Copy out the entries below precisely; nothing is to be omitted.
-- Start of Given information --
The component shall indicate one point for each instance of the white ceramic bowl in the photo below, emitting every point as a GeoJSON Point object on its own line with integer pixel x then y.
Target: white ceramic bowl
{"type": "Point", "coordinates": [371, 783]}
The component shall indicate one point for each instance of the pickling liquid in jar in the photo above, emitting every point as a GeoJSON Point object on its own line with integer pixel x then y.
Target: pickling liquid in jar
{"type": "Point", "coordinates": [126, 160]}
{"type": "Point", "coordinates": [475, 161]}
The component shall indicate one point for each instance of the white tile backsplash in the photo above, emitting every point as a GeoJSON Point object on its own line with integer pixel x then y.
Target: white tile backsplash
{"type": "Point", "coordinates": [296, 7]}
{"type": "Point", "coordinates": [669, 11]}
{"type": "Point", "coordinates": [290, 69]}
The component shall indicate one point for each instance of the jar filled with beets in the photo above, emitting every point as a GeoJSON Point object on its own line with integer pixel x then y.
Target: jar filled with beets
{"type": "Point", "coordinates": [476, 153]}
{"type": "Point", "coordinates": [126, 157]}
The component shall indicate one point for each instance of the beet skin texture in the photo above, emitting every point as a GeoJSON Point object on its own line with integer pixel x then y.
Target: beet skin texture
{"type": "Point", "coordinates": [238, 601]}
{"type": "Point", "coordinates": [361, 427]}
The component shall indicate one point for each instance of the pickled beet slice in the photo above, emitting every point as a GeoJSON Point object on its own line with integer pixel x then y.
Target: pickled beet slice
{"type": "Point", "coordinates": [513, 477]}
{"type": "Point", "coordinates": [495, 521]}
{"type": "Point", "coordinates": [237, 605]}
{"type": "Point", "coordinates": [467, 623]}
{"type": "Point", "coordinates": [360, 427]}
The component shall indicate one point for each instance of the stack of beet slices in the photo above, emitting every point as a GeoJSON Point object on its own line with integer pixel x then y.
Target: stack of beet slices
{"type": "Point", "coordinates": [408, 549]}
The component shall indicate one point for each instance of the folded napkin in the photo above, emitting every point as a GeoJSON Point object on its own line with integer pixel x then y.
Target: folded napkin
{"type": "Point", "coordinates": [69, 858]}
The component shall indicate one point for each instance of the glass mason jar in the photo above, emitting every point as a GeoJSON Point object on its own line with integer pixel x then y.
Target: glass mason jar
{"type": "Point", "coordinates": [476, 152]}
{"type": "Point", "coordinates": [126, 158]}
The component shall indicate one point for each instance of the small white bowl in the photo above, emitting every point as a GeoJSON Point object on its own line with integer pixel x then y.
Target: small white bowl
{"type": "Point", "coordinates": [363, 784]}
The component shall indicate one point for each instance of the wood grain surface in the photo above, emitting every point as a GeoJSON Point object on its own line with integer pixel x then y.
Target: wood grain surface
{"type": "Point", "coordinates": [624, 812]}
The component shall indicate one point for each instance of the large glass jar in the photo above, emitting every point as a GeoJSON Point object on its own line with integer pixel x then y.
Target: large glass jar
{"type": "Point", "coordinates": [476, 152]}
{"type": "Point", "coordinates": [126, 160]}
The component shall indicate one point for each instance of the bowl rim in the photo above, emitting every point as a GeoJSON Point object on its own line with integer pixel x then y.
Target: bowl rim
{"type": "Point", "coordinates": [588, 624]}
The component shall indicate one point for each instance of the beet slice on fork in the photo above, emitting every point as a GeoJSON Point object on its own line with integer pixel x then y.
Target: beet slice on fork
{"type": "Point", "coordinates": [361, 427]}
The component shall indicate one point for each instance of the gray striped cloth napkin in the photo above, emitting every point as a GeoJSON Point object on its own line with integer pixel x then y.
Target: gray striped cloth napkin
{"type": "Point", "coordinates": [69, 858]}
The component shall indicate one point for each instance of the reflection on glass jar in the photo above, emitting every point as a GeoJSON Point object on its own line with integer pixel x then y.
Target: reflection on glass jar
-- End of Given information --
§ **Problem solution**:
The component shall indicate one point for each instance of the white ceramic bowl in the photo below, emitting every point as a GeoJSON Point object on its own line with integer pixel x then y.
Target: white ceramic bowl
{"type": "Point", "coordinates": [371, 783]}
The component shall indicate one point for each instance of the pickling liquid in jar in the photo above, emitting every point as a GeoJSON Point object on its own line with integer pixel x then y.
Target: pickling liquid in jar
{"type": "Point", "coordinates": [126, 160]}
{"type": "Point", "coordinates": [475, 161]}
The component shall indicate one point for each instance of the white tile backsplash in the photo above, emitting every point as a GeoJSON Point object on its own line with integer pixel x then y.
Target: white tile backsplash
{"type": "Point", "coordinates": [296, 7]}
{"type": "Point", "coordinates": [669, 11]}
{"type": "Point", "coordinates": [290, 69]}
The component shall indicate one point for each instance of the jar filled with beets in the photo above, emitting every point as a GeoJSON Point object on its own line with integer pixel x then y.
Target: jar filled with beets
{"type": "Point", "coordinates": [476, 153]}
{"type": "Point", "coordinates": [126, 157]}
The component shall indicate one point for each instance of the beet skin texture in the photo above, emitting every point as a GeoJSON Point object on its own line with integer pixel x then y.
Target: beet skin texture
{"type": "Point", "coordinates": [238, 601]}
{"type": "Point", "coordinates": [361, 427]}
The component shall indicate one point for each instance of the pickled beet slice in the photo above, emitting every point as a GeoJSON Point object on its own line with integer pixel x then y.
Target: pickled beet slice
{"type": "Point", "coordinates": [513, 477]}
{"type": "Point", "coordinates": [495, 521]}
{"type": "Point", "coordinates": [237, 605]}
{"type": "Point", "coordinates": [467, 623]}
{"type": "Point", "coordinates": [360, 427]}
The component shall indicate one point for each instance of the stack of beet slices in the photo above, emitting every point as a GeoJSON Point object on its own line with integer pixel x then y.
Target: stack of beet slices
{"type": "Point", "coordinates": [408, 549]}
The component shall indicate one point for each instance of the folded napkin in the photo above, emitting every point as a GeoJSON Point object on its own line with integer pixel x then y.
Target: folded napkin
{"type": "Point", "coordinates": [69, 858]}
The component shall indicate one point for each instance of the glass mason jar in the photo above, emitting every point as a GeoJSON Point object on its own line with integer pixel x then y.
Target: glass mason jar
{"type": "Point", "coordinates": [476, 152]}
{"type": "Point", "coordinates": [126, 158]}
The component shall indicate one point for each instance of the small white bowl in the photo above, emitting every point as a GeoJSON Point object on its own line with integer pixel x then y.
Target: small white bowl
{"type": "Point", "coordinates": [363, 784]}
The component shall indicate one point for each instance of the wood grain surface in the photo above, emitting every point as a GeoJSON Point object on its own line with integer pixel x then y.
Target: wood grain surface
{"type": "Point", "coordinates": [624, 812]}
The component shall indicate one point for each instance of the large glass jar in the photo above, emitting every point as a GeoJSON Point object on its own line with integer pixel x then y.
Target: large glass jar
{"type": "Point", "coordinates": [476, 152]}
{"type": "Point", "coordinates": [126, 160]}
The component shall indicate one point for each instance of the bowl rim in the photo above, emitting every point as a GeoJSON Point object on its own line with integer pixel x then y.
Target: bowl rim
{"type": "Point", "coordinates": [588, 624]}
The component shall indicate one point for each instance of the beet slice on fork in the photo above, emitting every point as a GeoJSON Point object on its own line with integer pixel x then y.
Target: beet slice on fork
{"type": "Point", "coordinates": [361, 427]}
The component shall indicate one point for each instance of the gray striped cloth napkin in the photo above, emitting every point as a GeoJSON Point object on its own line with integer pixel x then y.
Target: gray striped cloth napkin
{"type": "Point", "coordinates": [69, 858]}
The component shall indicate one point for each instance of the reflection on glass jar in the photo above, emitting every point as a GeoJSON Point object on its own line with integer pixel x then y.
Target: reflection on glass jar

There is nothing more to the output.